## MATERIAL SUPPLIED

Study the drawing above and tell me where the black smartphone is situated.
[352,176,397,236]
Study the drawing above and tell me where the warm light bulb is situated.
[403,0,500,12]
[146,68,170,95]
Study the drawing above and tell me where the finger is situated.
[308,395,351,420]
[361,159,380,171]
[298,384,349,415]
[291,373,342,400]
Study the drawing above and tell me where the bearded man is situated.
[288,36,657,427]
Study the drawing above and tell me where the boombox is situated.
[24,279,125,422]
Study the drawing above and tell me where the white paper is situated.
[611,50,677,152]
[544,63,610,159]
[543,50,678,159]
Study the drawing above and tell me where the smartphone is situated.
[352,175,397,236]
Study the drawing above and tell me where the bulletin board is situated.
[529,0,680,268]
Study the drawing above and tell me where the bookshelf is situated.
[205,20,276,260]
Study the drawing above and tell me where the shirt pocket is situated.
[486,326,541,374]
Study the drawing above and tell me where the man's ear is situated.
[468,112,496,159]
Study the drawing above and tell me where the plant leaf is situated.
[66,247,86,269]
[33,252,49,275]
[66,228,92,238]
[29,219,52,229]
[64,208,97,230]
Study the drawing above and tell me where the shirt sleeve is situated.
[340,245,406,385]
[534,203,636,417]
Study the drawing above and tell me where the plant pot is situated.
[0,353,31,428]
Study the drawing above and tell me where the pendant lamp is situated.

## SHORT PROBLEM
Output the lines of the records exactly, from the line containing "Study the drawing above and tell me where the finger" through the line containing "[468,112,496,159]", both included.

## ANSWER TO THIS PROBLEM
Study the drawing above and tell me where the finger is situated.
[308,395,351,420]
[361,159,380,171]
[298,384,349,415]
[291,373,342,400]
Study the drawing above and tell me where the bearded man is situated.
[288,36,657,427]
Study the drawing above and tell me where the boombox is situated.
[24,279,125,422]
Study the drawing above and tell me where the white paper is situated.
[611,50,677,152]
[544,63,610,159]
[543,50,678,159]
Study the drawing above and tell me where the smartphone is situated.
[352,175,397,236]
Study the drawing above and tell me where the bulletin board is situated.
[529,0,680,268]
Study the drawing above and tell me where the bookshelf is situated.
[205,20,276,260]
Study the drawing above and tell me where the shirt pocket is situated.
[486,326,541,374]
Study the drawing above and tell me where the man's ear is situated.
[468,112,496,159]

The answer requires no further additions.